Fragmento seleccionado.
/---

24/05/2006 | A propósito de Carl Schmitt (II); la enemistad en la era del terror

Oscar Elía Mañú

Quien declara una enemistad absoluta a Occidente y a Estados Unidos

se sitúa fuera de las reglas que definen y acogen al combatiente. Pero la conciencia humanitaria de Occidente ni puede ni desea hoy delimitar de nuevo esta barrera, y abre sus brazos jurídicos a quien no desea ser abrazado en una lógica en la que parece desgastarse moralmente.

 

¿Un derecho nuevo? Retorno a Carl Schmitt

Polémico y certero pensador, Carl Schmitt es aún hoy testigo molesto de la historia. En la era de la paz mundial y de la Alianza de Civilizaciones, el despreciado jurista alemán nos recuerda la distinción fundamental que da sentido a la política; la distinción amigo-enemigo. Desde que fue formulada, bienpensantes, idealistas y pacifistas se han escandalizado con tal distinción. Imaginaron a un monstruo belicista aliado, además, del partido nazi. Con los años se ha acusado al jurista de ser partidario de una visión belicista de la política, de ser el profeta de la guerra y de la hostilidad. Visión extendida entre quienes muestran no haberlo leído nunca, pero que no impide juicios categóricos; “el diseñador del permanente ‘estado de excepción’, para quien la política es sinónimo de guerra, y el adversario o disidente, de enemigo” (Manuel Rivas, El País 6 de abril 2006. Otros, como Enric Juliana -La Vanguardia, 12 de mayo- obsesionados con Aznar, no sólo desconocen su teoría sino también su nombre y lo rebautizan con estrépito como Carl Schmidt.

\---

Tarea requerida 1.
Reproduzca íntegramente y sin alteración alguna el fragmento sobre Carl Schmitt.

Materiales del ejercicio.
/---

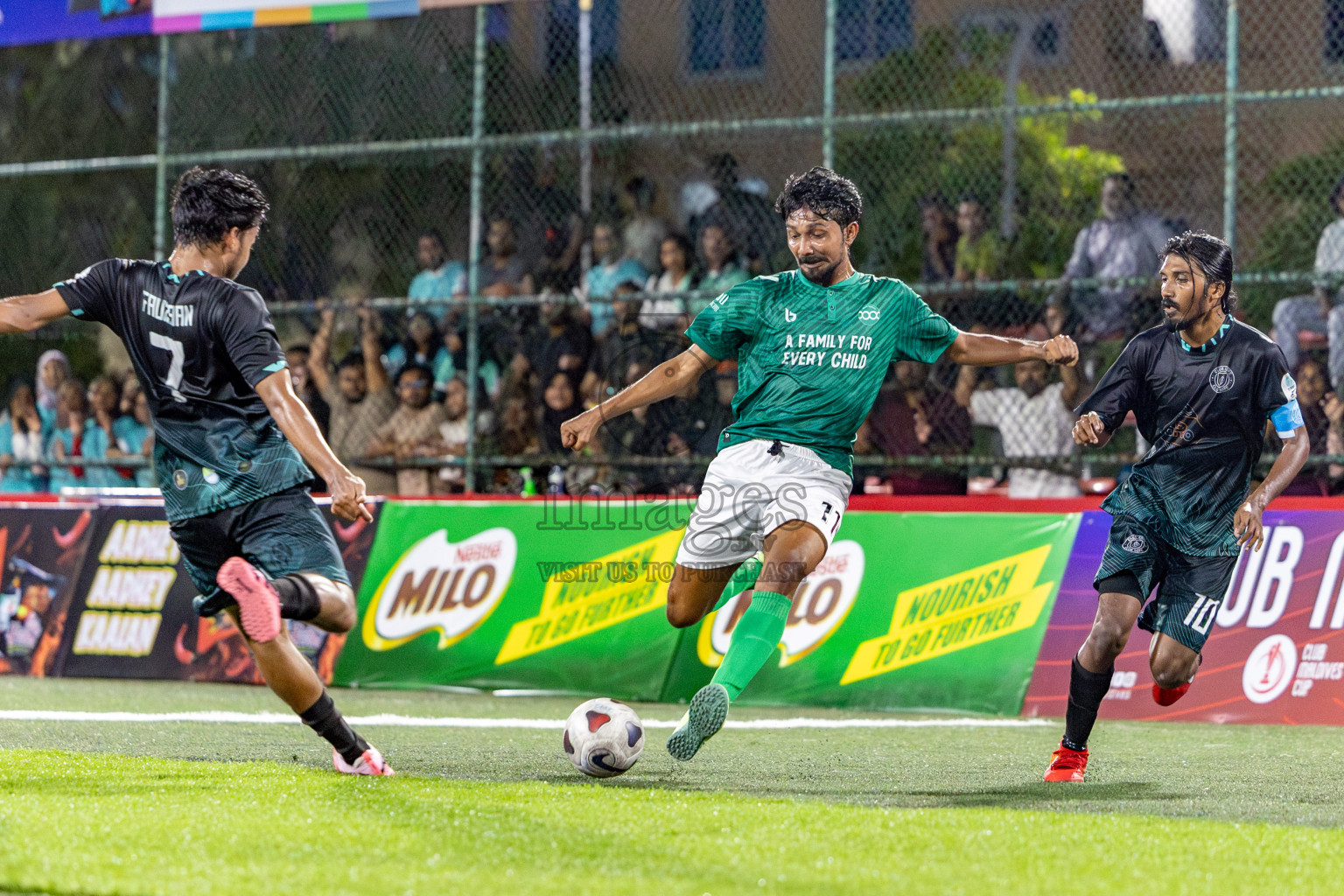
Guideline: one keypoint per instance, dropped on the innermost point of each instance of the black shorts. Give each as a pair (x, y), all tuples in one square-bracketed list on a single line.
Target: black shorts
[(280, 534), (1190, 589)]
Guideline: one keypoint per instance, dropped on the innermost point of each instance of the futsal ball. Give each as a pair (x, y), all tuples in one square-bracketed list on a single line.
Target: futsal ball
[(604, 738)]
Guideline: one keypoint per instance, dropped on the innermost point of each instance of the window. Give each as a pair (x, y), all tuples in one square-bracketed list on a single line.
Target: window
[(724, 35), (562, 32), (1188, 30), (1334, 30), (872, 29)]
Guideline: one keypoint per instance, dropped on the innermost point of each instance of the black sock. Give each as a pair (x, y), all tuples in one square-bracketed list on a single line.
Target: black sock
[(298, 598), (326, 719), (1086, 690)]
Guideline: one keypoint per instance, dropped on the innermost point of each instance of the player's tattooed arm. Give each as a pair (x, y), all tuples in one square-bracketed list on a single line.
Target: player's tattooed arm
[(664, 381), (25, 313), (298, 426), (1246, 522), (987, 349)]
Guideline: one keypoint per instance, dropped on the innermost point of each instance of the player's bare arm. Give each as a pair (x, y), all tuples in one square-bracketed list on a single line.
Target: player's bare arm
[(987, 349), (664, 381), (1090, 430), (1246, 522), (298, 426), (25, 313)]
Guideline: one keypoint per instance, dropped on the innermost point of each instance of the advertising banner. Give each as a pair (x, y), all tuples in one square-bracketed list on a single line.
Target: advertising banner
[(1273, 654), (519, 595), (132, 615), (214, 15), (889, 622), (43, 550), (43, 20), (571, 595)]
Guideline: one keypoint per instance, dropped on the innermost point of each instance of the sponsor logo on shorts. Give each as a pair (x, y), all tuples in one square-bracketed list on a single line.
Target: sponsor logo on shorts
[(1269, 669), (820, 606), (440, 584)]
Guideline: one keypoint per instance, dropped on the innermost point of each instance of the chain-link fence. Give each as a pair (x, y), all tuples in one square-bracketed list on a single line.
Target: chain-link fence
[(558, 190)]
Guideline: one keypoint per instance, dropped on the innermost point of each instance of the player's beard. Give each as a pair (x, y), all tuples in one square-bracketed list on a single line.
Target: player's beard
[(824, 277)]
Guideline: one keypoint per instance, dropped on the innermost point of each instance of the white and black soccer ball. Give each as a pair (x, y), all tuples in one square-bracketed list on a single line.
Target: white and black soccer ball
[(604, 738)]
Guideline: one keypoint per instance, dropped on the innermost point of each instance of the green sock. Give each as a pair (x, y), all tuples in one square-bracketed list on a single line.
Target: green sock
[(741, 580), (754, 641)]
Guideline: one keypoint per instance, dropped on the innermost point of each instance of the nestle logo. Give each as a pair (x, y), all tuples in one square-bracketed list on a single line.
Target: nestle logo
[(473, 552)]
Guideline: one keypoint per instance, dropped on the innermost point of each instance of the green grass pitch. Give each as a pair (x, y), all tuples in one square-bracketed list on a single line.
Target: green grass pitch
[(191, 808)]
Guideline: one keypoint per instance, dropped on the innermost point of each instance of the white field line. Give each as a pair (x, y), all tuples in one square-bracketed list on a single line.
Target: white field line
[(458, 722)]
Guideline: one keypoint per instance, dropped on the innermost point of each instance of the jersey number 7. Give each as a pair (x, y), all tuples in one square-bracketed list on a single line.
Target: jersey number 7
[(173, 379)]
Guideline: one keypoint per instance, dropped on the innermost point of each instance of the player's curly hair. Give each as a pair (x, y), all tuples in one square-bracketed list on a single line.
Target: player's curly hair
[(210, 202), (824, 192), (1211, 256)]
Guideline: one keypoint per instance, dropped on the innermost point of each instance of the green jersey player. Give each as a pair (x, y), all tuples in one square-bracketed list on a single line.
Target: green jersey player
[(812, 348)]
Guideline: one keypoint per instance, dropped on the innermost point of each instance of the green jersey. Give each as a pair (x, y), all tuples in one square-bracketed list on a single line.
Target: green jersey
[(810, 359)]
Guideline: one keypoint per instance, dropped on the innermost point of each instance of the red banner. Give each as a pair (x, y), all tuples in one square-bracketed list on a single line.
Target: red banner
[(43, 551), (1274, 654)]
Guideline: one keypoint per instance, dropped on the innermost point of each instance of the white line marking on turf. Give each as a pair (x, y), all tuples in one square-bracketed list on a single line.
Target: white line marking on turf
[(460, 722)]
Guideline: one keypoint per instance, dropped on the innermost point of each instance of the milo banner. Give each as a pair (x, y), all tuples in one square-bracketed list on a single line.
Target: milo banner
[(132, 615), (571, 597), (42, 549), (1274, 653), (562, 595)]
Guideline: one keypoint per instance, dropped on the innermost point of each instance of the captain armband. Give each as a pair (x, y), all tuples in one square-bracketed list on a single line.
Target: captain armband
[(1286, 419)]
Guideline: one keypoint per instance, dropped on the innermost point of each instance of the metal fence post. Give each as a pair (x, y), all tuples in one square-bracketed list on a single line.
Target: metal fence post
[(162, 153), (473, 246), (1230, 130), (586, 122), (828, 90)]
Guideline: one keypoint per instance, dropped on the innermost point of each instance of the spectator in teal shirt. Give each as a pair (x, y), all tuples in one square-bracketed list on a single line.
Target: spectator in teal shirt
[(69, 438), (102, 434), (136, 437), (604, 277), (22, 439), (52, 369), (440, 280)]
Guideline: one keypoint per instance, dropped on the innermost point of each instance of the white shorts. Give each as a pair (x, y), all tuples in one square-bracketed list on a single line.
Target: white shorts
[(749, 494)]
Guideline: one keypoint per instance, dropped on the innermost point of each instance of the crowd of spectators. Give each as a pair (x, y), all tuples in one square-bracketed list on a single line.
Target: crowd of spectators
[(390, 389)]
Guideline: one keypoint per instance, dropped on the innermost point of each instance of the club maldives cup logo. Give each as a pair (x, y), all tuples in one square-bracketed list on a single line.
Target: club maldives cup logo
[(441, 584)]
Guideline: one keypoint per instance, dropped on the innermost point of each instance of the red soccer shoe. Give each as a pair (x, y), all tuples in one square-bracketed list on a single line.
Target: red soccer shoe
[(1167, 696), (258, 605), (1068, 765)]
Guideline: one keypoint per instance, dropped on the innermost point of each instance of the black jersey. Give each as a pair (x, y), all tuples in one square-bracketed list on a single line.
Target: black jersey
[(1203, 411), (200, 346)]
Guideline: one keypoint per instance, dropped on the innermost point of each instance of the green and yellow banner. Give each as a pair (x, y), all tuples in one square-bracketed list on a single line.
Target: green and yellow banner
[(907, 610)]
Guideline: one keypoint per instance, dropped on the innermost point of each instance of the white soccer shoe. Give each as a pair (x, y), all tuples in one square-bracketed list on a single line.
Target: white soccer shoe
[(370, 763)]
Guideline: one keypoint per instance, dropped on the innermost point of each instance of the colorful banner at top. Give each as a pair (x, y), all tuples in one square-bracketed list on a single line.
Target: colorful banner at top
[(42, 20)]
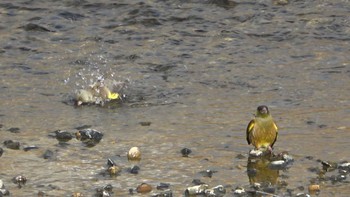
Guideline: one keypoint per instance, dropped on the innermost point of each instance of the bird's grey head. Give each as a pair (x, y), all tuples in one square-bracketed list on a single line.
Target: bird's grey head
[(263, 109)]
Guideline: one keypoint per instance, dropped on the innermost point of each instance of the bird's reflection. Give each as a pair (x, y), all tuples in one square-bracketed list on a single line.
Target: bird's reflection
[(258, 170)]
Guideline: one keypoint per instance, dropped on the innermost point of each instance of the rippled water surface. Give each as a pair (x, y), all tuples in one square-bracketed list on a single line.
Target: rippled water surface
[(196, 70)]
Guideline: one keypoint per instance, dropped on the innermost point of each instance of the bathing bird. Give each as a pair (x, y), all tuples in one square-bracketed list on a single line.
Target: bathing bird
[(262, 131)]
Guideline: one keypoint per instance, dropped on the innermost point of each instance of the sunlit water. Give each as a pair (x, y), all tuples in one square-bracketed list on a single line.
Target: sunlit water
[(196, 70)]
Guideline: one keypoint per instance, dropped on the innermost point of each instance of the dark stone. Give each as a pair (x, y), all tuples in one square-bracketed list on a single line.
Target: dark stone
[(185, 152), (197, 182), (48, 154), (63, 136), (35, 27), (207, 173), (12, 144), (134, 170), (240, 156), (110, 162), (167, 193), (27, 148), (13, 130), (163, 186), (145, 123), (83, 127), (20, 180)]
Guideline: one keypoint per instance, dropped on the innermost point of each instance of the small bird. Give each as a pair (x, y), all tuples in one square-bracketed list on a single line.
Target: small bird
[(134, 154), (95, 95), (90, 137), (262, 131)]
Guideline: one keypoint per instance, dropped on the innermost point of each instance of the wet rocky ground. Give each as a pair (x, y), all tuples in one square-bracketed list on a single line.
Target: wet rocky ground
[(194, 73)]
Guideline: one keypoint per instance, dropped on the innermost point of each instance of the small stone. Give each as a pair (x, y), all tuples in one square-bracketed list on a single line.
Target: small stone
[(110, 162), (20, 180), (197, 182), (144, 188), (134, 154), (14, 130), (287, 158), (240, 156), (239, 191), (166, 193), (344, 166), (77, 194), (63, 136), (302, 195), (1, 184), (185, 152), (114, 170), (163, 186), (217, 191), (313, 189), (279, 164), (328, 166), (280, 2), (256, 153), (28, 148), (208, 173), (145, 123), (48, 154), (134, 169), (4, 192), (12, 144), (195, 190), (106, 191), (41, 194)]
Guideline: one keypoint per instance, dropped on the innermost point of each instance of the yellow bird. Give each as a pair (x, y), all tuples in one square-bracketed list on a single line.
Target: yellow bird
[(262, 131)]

\---

Tarea requerida 2.
Presente en forma de lista numerada únicamente las líneas de los registros, comenzando en la que contiene "of the captain" y terminando en la que contiene "[(907, 610)]", ambas incluidas. Omita las líneas en blanco.

Resultado de la tarea 1.
24/05/2006 | A propósito de Carl Schmitt (II); la enemistad en la era del terror

Oscar Elía Mañú

Quien declara una enemistad absoluta a Occidente y a Estados Unidos

se sitúa fuera de las reglas que definen y acogen al combatiente. Pero la conciencia humanitaria de Occidente ni puede ni desea hoy delimitar de nuevo esta barrera, y abre sus brazos jurídicos a quien no desea ser abrazado en una lógica en la que parece desgastarse moralmente.

 

¿Un derecho nuevo? Retorno a Carl Schmitt

Polémico y certero pensador, Carl Schmitt es aún hoy testigo molesto de la historia. En la era de la paz mundial y de la Alianza de Civilizaciones, el despreciado jurista alemán nos recuerda la distinción fundamental que da sentido a la política; la distinción amigo-enemigo. Desde que fue formulada, bienpensantes, idealistas y pacifistas se han escandalizado con tal distinción. Imaginaron a un monstruo belicista aliado, además, del partido nazi. Con los años se ha acusado al jurista de ser partidario de una visión belicista de la política, de ser el profeta de la guerra y de la hostilidad. Visión extendida entre quienes muestran no haberlo leído nunca, pero que no impide juicios categóricos; “el diseñador del permanente ‘estado de excepción’, para quien la política es sinónimo de guerra, y el adversario o disidente, de enemigo” (Manuel Rivas, El País 6 de abril 2006. Otros, como Enric Juliana -La Vanguardia, 12 de mayo- obsesionados con Aznar, no sólo desconocen su teoría sino también su nombre y lo rebautizan con estrépito como Carl Schmidt.

Resultado de la tarea 2.
1. Guideline: one keypoint per instance, dropped on the innermost point of each instance of the captain armband. Give each as a pair (x, y), all tuples in one square-bracketed list on a single line.
2. Target: captain armband
3. [(1286, 419)]
4. Guideline: one keypoint per instance, dropped on the innermost point of each instance of the metal fence post. Give each as a pair (x, y), all tuples in one square-bracketed list on a single line.
5. Target: metal fence post
6. [(162, 153), (473, 246), (1230, 130), (586, 122), (828, 90)]
7. Guideline: one keypoint per instance, dropped on the innermost point of each instance of the spectator in teal shirt. Give each as a pair (x, y), all tuples in one square-bracketed list on a single line.
8. Target: spectator in teal shirt
9. [(69, 438), (102, 434), (136, 437), (604, 277), (22, 439), (52, 369), (440, 280)]
10. Guideline: one keypoint per instance, dropped on the innermost point of each instance of the white shorts. Give each as a pair (x, y), all tuples in one square-bracketed list on a single line.
11. Target: white shorts
12. [(749, 494)]
13. Guideline: one keypoint per instance, dropped on the innermost point of each instance of the crowd of spectators. Give each as a pair (x, y), all tuples in one square-bracketed list on a single line.
14. Target: crowd of spectators
15. [(390, 389)]
16. Guideline: one keypoint per instance, dropped on the innermost point of each instance of the club maldives cup logo. Give each as a pair (x, y), all tuples in one square-bracketed list on a single line.
17. Target: club maldives cup logo
18. [(441, 584)]
19. Guideline: one keypoint per instance, dropped on the innermost point of each instance of the red soccer shoe. Give each as a pair (x, y), all tuples in one square-bracketed list on a single line.
20. Target: red soccer shoe
21. [(1167, 696), (258, 605), (1068, 765)]
22. Guideline: one keypoint per instance, dropped on the innermost point of each instance of the black jersey. Give each as a pair (x, y), all tuples in one square-bracketed list on a single line.
23. Target: black jersey
24. [(1203, 411), (200, 346)]
25. Guideline: one keypoint per instance, dropped on the innermost point of each instance of the green and yellow banner. Give each as a pair (x, y), all tuples in one square-bracketed list on a single line.
26. Target: green and yellow banner
27. [(907, 610)]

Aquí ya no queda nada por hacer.